--- Records for this task Enclosed Below ---

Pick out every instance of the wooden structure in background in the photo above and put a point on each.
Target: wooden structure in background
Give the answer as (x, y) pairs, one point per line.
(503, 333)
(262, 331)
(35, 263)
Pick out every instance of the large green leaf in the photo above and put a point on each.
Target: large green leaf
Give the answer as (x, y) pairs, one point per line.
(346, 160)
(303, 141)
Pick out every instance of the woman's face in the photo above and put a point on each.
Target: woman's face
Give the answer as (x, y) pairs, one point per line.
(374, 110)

--- End of Enclosed Records for this task ---
--- Records for this task Enclosed Below ---

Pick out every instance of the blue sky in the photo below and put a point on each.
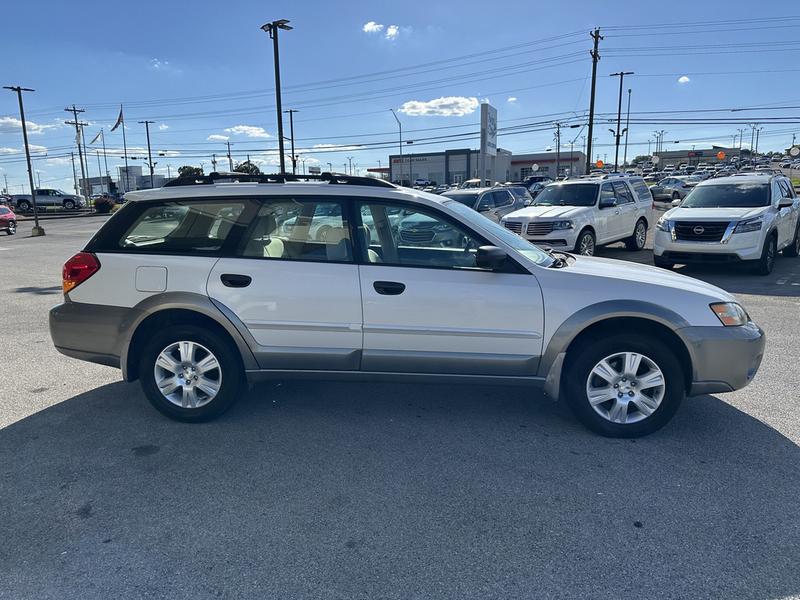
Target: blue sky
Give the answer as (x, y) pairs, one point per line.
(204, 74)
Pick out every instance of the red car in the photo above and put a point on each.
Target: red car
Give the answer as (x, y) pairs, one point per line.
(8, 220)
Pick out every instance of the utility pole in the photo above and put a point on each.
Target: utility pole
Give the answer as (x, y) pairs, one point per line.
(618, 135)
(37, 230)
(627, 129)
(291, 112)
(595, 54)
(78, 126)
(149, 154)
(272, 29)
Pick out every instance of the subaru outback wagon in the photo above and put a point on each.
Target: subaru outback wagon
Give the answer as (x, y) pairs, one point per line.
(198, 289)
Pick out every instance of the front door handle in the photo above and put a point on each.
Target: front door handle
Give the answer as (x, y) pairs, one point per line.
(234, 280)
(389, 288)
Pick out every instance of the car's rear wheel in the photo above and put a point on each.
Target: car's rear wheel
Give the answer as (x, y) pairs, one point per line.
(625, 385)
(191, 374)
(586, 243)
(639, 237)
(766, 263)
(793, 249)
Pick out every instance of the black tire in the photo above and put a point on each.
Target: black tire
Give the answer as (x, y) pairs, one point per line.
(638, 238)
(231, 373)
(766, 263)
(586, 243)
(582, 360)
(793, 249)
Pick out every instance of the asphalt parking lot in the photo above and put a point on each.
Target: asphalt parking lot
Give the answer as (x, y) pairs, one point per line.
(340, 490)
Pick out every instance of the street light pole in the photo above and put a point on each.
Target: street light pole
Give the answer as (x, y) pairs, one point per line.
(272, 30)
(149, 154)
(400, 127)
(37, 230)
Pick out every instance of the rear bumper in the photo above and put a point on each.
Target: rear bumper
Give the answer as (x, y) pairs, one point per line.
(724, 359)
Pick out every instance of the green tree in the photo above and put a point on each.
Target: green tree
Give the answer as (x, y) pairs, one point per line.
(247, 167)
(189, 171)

--- End of Enclosed Records for this task ---
--- Records for this task Enclosed Below ---

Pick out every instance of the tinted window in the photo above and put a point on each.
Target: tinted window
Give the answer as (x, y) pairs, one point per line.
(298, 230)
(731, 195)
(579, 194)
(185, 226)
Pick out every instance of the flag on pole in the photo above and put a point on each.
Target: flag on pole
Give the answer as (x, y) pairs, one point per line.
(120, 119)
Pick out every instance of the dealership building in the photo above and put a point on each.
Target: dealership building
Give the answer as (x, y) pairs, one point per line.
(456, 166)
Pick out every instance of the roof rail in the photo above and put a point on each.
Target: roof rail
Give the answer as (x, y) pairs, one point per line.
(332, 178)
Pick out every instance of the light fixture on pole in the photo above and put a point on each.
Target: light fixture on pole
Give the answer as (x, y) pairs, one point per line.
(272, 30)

--- End of Enclosed Records for this task ---

- Goal of the exercise: Using the listing above, gather each line that holds the string "pole" and copy it.

- Solution:
Pick out every instance of the utility pole in the photo above and put a point on each.
Target: utility pole
Pick out every instance of the street light pole in the photo above and put a point on each.
Target: street light pole
Pick out every instance of the flag on pole in the photo above and put a point on each.
Target: flag on pole
Pick out every instance of the light fixture on pole in the photo above and put a point on each.
Target: light fixture on pole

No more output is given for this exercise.